Trecho do texto »
○ ○ ○ ○ ○
3.2. Da assistência à saúde

Nos precisos termos do art. 14, caput, e § 2º, da Lei de Execução Penal, a assistência à saúde do preso e do internado, de caráter preventivo e curativo, compreenderá atendimento médico, farmacêutico e odontológico.[7] Quando o estabelecimento penal não estiver aparelhado para prover a assistência médica necessária, esta será prestada em outro local, mediante autorização da direção do estabelecimento.[8]
A realidade nos mostra, entretanto, que os estabelecimentos penais não dispõem de equipamentos e pessoal apropriados para o atendimento médico, farmacêutico e odontológico.
De tal sorte, resta aplicar o § 2º precitado.
Ocorre, entretanto, que também a rede pública que deveria prestar tais serviços, é carente e não dispõe de condições adequadas para dar atendimento de qualidade nem mesmo à camada ordeira da população e que também necessita de tal assistência Estatal.
O Estado não conseguiu efetivar tais direitos. Não os assegura, de fato, ainda hoje, nem mesmo aos pagadores de impostos.
Desrespeita-se, impunemente, a Constituição Federal; a Lei de Execução Penal; Regras Mínimas da ONU para o Tratamento de Reclusos, adotadas em 31 de agosto de 1955, pelo Primeiro Congresso das Nações Unidas para a Prevenção do Crime e o Tratamento dos Delinqüentes; Regras Mínimas para o Tratamento do Preso no Brasil. Resolução n.º 14, do Conselho Nacional de Política Criminal e Penitenciária (CNPCP), de 11 de novembro de 1994 (DOU de 02.12.94); Conjunto de Princípios para a Proteção de Todas as Pessoas Sujeitas a Qualquer Forma de Detenção ou Prisão — Resolução n. 43/173, da Assembléia Geral das Nações Unidas — 76ª Sessão Plenária, de 9 de dezembro de 1988; Princípios Básicos Relativos ao Tratamento de Reclusos, ditados pela Assembléia Geral da Organização das Nações Unidas, visando a humanização da justiça penal e a proteção dos direitos do homem; Princípios Básicos Relativos ao Tratamento de Reclusos, ditados pela Assembléia Geral da Organização das Nações Unidas, visando a humanização da justiça penal e a proteção dos direitos do homem; Princípios de Ética Médica aplicáveis à função do pessoal de saúde, especialmente aos médicos, na proteção de prisioneiros ou detidos contra a Tortura e outros Tratamentos ou Penas cruéis, desumanos ou degradantes. Resolução n. 37/194, da Assembléia Geral das Nações Unidas, de 18 de dezembro de 1982, etc.
○ ○ ○ ○ ○
Tarefa 1 » Segundo o texto sobre a assistência à saúde do preso, que atendimentos essa assistência compreende nos termos do art. 14 da Lei de Execução Penal?
Tarefa 2 » Por favor, devolva sem alterações o trecho do texto sobre a assistência à saúde que vai de "Ocorre, entretanto, que" até "tal assistência Estatal.", incluindo este último.
Tarefa 3 » Liste os números de todas as resoluções citadas no texto sobre a assistência à saúde.
O material não é necessário para nenhuma das tarefas.

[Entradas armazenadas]
○ ○ ○ ○ ○
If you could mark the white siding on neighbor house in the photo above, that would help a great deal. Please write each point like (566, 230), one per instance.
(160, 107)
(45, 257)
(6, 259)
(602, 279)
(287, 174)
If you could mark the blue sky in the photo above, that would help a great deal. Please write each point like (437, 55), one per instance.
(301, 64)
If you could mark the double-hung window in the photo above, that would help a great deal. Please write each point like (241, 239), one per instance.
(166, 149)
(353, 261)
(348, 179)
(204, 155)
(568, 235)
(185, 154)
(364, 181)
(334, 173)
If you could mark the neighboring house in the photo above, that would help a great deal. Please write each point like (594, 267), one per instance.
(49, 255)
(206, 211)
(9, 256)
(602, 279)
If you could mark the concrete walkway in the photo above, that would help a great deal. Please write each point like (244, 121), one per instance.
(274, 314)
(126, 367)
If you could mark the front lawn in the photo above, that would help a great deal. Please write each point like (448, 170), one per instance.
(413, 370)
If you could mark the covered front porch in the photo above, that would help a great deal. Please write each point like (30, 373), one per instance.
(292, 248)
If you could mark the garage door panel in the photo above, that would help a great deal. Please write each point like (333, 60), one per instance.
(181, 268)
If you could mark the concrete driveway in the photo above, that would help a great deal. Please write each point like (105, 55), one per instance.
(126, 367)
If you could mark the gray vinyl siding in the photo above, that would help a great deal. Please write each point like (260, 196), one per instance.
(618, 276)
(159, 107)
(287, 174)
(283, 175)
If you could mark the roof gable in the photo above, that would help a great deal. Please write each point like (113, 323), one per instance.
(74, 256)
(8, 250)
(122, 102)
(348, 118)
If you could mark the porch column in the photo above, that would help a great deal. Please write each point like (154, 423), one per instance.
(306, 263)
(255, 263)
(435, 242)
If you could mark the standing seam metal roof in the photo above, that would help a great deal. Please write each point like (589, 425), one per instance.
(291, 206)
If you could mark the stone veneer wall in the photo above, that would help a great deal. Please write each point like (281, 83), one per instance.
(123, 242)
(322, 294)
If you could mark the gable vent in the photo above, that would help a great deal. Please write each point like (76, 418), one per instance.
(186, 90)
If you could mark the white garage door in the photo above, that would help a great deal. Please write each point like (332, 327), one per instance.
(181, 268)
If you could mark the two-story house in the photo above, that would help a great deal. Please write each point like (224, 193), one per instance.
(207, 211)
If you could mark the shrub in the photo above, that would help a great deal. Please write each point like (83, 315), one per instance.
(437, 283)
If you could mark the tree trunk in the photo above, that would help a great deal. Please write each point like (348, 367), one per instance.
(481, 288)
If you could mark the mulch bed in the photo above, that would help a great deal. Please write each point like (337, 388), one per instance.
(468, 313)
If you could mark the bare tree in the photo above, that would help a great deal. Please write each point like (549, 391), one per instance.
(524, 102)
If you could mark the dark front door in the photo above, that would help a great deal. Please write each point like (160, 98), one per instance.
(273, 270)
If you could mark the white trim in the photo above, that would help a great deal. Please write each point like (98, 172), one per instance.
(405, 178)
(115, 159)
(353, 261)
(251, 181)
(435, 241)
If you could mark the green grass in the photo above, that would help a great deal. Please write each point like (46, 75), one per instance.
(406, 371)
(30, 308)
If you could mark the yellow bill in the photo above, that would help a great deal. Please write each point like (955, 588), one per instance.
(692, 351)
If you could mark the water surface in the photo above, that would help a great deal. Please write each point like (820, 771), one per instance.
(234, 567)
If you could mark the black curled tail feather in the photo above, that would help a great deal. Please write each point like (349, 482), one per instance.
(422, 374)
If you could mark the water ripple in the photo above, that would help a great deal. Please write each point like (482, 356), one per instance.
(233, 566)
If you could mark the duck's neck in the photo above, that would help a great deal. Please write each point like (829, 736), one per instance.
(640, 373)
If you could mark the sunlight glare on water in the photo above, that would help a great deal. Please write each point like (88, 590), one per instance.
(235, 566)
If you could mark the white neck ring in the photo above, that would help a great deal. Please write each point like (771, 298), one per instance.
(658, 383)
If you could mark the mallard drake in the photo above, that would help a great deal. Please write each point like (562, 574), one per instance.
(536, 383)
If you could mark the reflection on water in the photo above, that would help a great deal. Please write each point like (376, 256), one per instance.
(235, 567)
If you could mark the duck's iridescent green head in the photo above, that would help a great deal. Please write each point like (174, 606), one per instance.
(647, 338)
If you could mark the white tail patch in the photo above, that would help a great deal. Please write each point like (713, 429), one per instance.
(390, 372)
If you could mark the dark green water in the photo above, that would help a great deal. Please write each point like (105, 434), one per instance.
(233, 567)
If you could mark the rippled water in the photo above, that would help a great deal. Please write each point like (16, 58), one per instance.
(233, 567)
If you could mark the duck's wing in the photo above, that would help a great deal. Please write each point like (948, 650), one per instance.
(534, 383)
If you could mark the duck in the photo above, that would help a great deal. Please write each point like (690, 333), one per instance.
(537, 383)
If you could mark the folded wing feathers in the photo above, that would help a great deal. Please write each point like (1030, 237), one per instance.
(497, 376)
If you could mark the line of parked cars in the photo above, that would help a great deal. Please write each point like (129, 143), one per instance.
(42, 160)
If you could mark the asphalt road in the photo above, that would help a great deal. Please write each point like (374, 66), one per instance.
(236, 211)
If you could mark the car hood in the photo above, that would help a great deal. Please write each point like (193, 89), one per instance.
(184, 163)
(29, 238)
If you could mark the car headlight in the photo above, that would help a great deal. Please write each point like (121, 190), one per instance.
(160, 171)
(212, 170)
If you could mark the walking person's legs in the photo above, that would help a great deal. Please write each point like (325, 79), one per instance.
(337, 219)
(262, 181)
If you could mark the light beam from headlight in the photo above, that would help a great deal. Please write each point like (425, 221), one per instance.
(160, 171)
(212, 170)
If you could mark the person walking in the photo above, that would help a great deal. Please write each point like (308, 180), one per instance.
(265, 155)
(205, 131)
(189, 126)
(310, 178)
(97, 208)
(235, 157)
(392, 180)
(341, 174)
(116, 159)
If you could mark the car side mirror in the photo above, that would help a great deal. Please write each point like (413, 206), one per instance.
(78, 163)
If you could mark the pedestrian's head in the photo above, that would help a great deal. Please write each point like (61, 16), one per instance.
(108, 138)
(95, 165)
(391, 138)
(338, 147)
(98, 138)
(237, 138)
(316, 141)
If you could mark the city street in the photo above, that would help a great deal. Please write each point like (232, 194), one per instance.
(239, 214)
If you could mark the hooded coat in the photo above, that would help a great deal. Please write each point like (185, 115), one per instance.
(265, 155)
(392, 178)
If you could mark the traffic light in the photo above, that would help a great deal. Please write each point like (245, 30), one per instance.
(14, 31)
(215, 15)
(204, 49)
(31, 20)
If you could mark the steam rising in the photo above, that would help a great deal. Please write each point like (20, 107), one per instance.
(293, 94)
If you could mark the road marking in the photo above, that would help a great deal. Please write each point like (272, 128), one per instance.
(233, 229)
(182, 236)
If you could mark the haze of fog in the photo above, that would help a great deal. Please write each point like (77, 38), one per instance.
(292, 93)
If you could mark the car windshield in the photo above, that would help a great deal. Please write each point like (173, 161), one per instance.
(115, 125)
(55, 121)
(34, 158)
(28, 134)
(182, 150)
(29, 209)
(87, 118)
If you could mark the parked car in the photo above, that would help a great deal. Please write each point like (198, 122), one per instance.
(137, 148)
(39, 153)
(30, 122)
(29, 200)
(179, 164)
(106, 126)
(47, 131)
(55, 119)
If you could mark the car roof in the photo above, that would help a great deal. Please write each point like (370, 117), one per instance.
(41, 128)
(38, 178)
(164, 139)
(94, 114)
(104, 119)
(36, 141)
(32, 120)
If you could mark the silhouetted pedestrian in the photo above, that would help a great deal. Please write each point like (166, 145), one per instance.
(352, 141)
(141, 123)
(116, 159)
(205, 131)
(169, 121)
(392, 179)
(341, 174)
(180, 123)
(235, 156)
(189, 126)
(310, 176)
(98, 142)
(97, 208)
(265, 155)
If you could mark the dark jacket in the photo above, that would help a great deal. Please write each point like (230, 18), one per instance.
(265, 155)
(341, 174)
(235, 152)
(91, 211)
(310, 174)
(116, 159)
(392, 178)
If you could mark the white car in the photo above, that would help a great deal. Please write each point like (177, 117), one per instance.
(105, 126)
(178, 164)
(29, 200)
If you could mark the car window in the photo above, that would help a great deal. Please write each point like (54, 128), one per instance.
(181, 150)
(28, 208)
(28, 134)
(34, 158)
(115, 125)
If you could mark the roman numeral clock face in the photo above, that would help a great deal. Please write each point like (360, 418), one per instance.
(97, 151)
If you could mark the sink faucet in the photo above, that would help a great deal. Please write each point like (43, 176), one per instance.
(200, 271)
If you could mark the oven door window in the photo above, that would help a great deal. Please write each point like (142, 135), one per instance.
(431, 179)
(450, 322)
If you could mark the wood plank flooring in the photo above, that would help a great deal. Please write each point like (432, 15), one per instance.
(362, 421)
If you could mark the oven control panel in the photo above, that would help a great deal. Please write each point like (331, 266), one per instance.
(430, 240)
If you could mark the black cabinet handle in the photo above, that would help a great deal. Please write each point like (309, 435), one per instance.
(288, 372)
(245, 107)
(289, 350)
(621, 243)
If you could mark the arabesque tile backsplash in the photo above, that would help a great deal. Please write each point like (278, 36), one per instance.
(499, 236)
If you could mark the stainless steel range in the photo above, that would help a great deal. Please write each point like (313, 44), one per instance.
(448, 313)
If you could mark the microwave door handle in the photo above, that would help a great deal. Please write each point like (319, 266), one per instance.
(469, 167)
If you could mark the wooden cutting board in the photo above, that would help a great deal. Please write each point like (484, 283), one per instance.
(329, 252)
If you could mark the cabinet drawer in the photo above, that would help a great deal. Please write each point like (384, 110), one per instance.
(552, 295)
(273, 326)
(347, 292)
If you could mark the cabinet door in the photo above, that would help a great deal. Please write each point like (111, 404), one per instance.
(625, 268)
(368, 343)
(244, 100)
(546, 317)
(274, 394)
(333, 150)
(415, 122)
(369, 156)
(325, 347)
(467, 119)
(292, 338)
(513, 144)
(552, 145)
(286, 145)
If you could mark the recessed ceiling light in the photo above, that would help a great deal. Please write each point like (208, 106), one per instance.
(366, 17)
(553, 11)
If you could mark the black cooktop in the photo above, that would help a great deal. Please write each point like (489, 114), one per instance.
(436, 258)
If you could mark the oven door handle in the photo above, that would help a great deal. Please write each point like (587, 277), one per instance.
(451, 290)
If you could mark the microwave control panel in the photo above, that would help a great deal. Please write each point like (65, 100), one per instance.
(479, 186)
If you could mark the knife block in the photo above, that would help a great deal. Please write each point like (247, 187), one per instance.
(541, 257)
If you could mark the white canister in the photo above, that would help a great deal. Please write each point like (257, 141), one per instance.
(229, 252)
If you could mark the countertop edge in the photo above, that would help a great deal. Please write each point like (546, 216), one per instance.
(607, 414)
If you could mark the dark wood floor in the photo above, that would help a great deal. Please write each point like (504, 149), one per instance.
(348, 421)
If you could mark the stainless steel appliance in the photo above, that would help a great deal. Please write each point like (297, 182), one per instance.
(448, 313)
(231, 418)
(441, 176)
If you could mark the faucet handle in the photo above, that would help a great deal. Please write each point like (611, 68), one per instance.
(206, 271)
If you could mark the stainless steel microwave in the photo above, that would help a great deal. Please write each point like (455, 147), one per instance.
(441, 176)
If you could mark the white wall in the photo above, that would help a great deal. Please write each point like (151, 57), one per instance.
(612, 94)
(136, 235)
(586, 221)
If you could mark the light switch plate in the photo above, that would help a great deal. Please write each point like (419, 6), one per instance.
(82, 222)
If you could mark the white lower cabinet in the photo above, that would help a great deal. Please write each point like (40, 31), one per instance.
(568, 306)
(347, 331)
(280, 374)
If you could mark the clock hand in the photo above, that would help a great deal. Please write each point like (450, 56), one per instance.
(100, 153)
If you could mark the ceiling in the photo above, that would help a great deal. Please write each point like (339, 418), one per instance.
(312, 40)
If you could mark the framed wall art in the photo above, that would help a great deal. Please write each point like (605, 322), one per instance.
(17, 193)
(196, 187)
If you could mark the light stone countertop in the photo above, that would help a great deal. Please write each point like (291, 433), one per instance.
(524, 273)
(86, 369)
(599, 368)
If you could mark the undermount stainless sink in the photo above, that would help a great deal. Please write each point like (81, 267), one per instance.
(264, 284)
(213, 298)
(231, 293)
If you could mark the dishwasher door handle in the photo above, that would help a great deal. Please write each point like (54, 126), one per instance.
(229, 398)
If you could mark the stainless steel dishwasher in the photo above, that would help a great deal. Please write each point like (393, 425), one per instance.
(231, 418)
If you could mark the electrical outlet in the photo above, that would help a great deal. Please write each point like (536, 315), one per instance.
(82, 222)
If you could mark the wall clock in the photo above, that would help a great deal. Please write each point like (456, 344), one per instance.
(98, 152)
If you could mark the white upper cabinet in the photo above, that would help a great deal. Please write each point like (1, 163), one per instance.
○ ○ ○ ○ ○
Campo de resposta 1 » Atendimento médico, farmacêutico e odontológico.

Campo de resposta 2 »
Ocorre, entretanto, que também a rede pública que deveria prestar tais serviços, é carente e não dispõe de condições adequadas para dar atendimento de qualidade nem mesmo à camada ordeira da população e que também necessita de tal assistência Estatal.

Campo de resposta 3 »
Resolução n.º 14
Resolução n. 43/173
Resolução n. 37/194